• What to do:
Output the lines from the one containing "the black microphone" through the one containing "x=913, y=763", inclusive, as a Markdown table with the columns Row and Line. Number each row and leave out blank lines.

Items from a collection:

—————

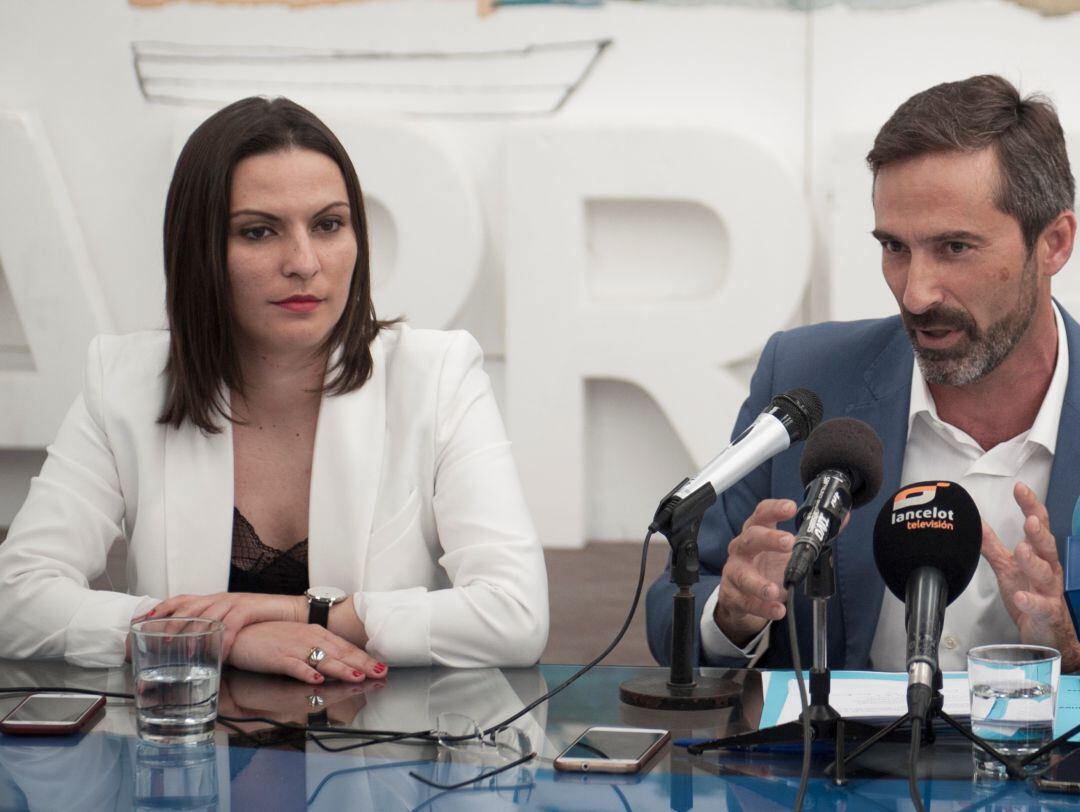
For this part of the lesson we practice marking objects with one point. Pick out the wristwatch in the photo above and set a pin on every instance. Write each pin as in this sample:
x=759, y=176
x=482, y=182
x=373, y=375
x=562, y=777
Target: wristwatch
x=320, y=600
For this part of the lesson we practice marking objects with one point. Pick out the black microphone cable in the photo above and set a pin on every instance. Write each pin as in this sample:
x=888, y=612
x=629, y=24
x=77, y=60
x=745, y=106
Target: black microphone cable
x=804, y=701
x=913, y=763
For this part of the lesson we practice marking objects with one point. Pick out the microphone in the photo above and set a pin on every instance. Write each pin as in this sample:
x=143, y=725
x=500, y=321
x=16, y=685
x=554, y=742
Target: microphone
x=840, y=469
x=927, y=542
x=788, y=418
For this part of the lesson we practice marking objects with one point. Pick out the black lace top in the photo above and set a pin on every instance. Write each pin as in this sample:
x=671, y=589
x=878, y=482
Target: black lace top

—————

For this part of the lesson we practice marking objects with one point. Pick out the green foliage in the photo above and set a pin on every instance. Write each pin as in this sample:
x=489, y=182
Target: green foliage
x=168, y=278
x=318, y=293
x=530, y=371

—————

• Full output:
| Row | Line |
|---|---|
| 1 | For this part of the lesson we practice marking objects with one point. Pick out the black microphone cable in the photo above and set a pin on every instance. Write each pin as in this sample: |
| 2 | x=888, y=612 |
| 3 | x=629, y=24 |
| 4 | x=77, y=60 |
| 5 | x=745, y=106 |
| 6 | Target: black microphone cable |
| 7 | x=804, y=701 |
| 8 | x=913, y=763 |